══ Recorded information
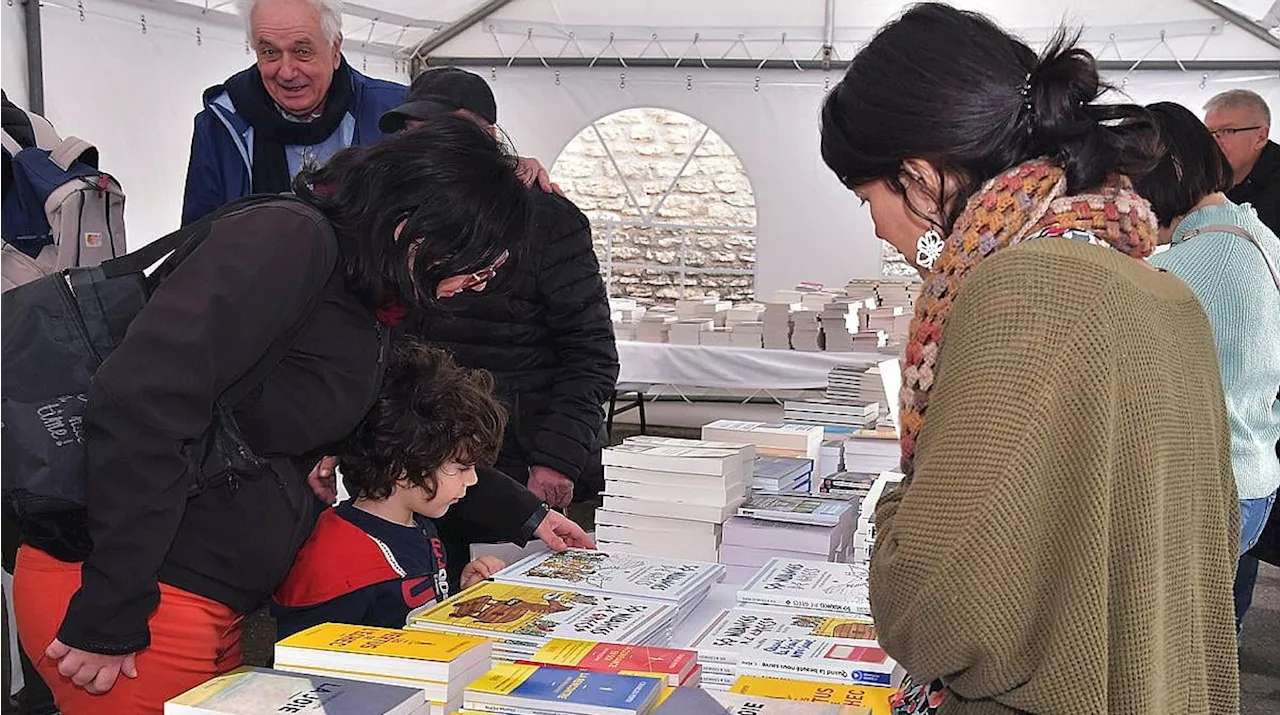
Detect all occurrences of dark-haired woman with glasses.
[14,118,586,715]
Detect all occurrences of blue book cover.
[466,663,662,712]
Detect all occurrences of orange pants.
[13,546,242,715]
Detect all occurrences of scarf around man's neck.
[900,159,1156,480]
[227,58,352,193]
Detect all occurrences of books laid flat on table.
[164,668,426,715]
[737,494,854,526]
[521,638,698,687]
[653,688,878,715]
[737,558,870,615]
[493,549,724,626]
[737,636,901,686]
[689,606,876,687]
[463,663,663,715]
[406,581,676,660]
[730,675,897,715]
[275,623,492,705]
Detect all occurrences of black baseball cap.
[378,67,498,134]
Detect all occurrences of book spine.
[737,591,870,615]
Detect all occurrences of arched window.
[552,107,755,303]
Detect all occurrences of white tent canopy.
[0,0,1280,293]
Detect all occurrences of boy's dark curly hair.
[339,340,507,499]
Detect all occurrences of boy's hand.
[307,457,338,507]
[529,466,573,507]
[45,638,138,695]
[462,556,507,591]
[534,512,595,551]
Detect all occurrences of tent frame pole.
[1192,0,1280,50]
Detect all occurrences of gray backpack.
[0,105,125,293]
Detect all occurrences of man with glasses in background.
[1204,90,1280,636]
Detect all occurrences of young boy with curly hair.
[271,342,507,638]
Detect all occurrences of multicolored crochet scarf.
[900,159,1156,480]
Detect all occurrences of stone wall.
[552,109,755,302]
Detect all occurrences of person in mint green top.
[1135,102,1280,631]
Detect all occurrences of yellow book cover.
[276,623,485,663]
[408,582,675,642]
[730,675,896,715]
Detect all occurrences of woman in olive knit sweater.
[822,4,1239,715]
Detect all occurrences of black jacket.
[47,202,536,654]
[404,191,618,481]
[1226,142,1280,233]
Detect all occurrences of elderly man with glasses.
[1204,90,1280,232]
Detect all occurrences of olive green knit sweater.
[870,238,1239,715]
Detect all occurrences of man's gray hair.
[236,0,343,43]
[1204,90,1271,127]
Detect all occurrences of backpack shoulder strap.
[49,137,97,171]
[1183,224,1280,290]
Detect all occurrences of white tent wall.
[0,0,31,107]
[491,67,1280,297]
[41,0,408,243]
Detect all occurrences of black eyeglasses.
[1210,124,1262,139]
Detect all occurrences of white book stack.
[492,549,724,627]
[737,636,906,687]
[275,623,492,712]
[737,556,870,615]
[760,303,792,350]
[818,295,863,353]
[164,668,424,715]
[876,279,923,312]
[751,454,814,494]
[721,517,854,586]
[689,606,876,689]
[730,322,764,349]
[698,326,733,348]
[636,307,678,343]
[849,472,904,565]
[782,399,881,430]
[667,318,716,345]
[859,306,911,345]
[844,431,902,475]
[676,298,733,327]
[595,436,755,563]
[703,420,823,459]
[809,440,845,480]
[791,308,822,353]
[814,472,879,501]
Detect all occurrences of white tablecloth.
[618,340,890,390]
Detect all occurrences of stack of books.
[275,623,492,715]
[676,298,733,327]
[689,606,876,689]
[521,638,701,688]
[492,549,724,625]
[667,318,716,345]
[164,668,424,715]
[782,399,881,431]
[730,675,897,715]
[737,556,872,617]
[849,472,904,564]
[844,430,902,475]
[791,306,822,353]
[595,436,755,563]
[654,688,888,715]
[463,663,666,715]
[406,581,676,661]
[721,500,855,585]
[737,636,906,687]
[751,454,814,494]
[818,472,879,501]
[636,307,677,343]
[760,302,791,350]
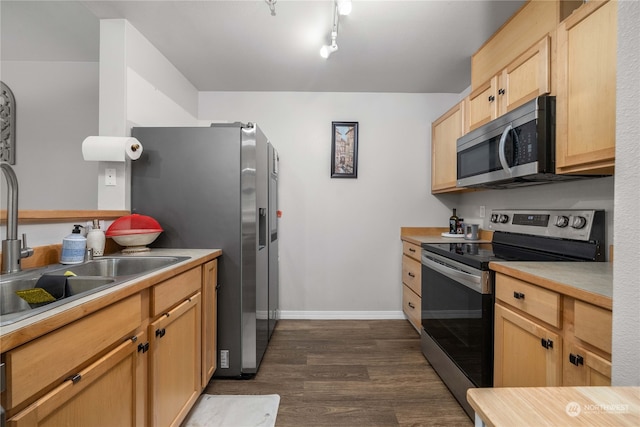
════
Objective: Please present all of the material above as a numbered list, skipping any blank lines and leaving out the pictures.

Full solution:
1. Detect all occurrences of dark-haired woman with glasses.
2. [14,118,586,715]
3. Detect all occurrences of blue book cover.
4. [466,663,662,712]
5. Detect all occurrences of orange pants.
6. [13,546,242,715]
7. Detect all occurrences of scarf around man's neck.
8. [900,159,1156,480]
9. [227,58,352,193]
10. Detect all occurrences of books laid flat on table.
11. [164,668,426,715]
12. [737,494,854,526]
13. [521,638,698,687]
14. [653,688,878,715]
15. [737,558,870,615]
16. [493,549,724,626]
17. [737,636,901,686]
18. [689,606,876,687]
19. [463,663,663,715]
20. [406,581,676,660]
21. [730,675,897,715]
22. [275,623,492,705]
23. Detect all occurrences of black baseball cap.
24. [378,67,498,134]
25. Detect all occurrences of book spine.
26. [737,591,870,615]
27. Detect all occurrences of arched window.
28. [552,107,755,303]
29. Detect all occurrences of white tent canopy.
30. [0,0,1280,293]
31. Detect all occurrences of boy's dark curly hair.
32. [339,340,507,499]
33. Detect all occurrences of boy's hand.
34. [307,457,338,507]
35. [529,466,573,507]
36. [45,638,138,695]
37. [462,556,507,591]
38. [534,512,595,551]
39. Detect all occurrences of tent frame pole.
40. [1192,0,1280,50]
41. Detect all occurrences of gray backpack.
42. [0,105,125,293]
43. Detect all occurrences of man with glasses in background.
44. [1204,90,1280,636]
45. Detect all occurrences of young boy with curly hair.
46. [271,342,507,638]
47. Detect all occurrences of multicolored crochet scarf.
48. [900,159,1156,480]
49. Detect all occurrences of stone wall.
50. [552,109,755,302]
51. Detect all occurrences of person in mint green top.
52. [1135,102,1280,631]
53. Detect all occurrences of yellow book cover.
54. [276,623,485,663]
55. [408,582,675,642]
56. [730,675,896,715]
57. Detect all occurrences of woman in olive knit sweater.
58. [822,4,1239,715]
59. Detect all occurrences of black jacket.
60. [47,202,536,654]
61. [404,191,618,481]
62. [1226,142,1280,233]
63. Detect all occurrences of elderly man with glasses.
64. [1204,90,1280,232]
65. Detect all occurrences of olive green knit sweater.
66. [870,238,1239,715]
67. Detect all occurrences of man's gray hair.
68. [236,0,343,43]
69. [1204,90,1271,127]
70. Detect all occurrences of backpack shoulder strap.
71. [49,137,97,171]
72. [1183,224,1280,290]
73. Detect all occurrences of white tent wall.
74. [0,0,31,107]
75. [491,67,1280,297]
76. [41,0,408,243]
77. Detect all occurrences of black eyeglasses.
78. [1210,124,1262,139]
79. Detect all occurrences of white book stack.
80. [492,549,724,627]
81. [737,636,906,687]
82. [275,623,492,712]
83. [737,556,870,615]
84. [760,303,792,350]
85. [818,295,863,353]
86. [164,668,424,715]
87. [876,279,923,312]
88. [751,454,814,494]
89. [721,517,854,586]
90. [689,606,876,689]
91. [730,322,764,349]
92. [698,326,733,348]
93. [636,307,678,343]
94. [849,472,904,565]
95. [782,399,881,430]
96. [667,318,716,345]
97. [859,306,911,345]
98. [844,431,902,475]
99. [676,298,733,327]
100. [595,436,755,563]
101. [703,420,823,459]
102. [809,440,845,480]
103. [791,308,822,353]
104. [814,472,879,501]
105. Detect all occurrences of white tablecloth.
106. [618,340,890,390]
107. Detect all occurrences of stack of books.
108. [275,623,492,715]
109. [676,298,733,327]
110. [689,606,876,689]
111. [521,638,701,688]
112. [492,549,724,625]
113. [667,318,716,345]
114. [164,668,424,715]
115. [782,399,881,431]
116. [730,675,897,715]
117. [737,556,872,617]
118. [849,472,904,564]
119. [844,430,902,475]
120. [791,306,822,353]
121. [595,436,755,563]
122. [654,688,888,715]
123. [463,663,666,715]
124. [406,581,676,661]
125. [721,500,855,585]
126. [737,636,906,687]
127. [751,454,814,494]
128. [818,472,879,501]
129. [636,307,677,343]
130. [760,302,791,350]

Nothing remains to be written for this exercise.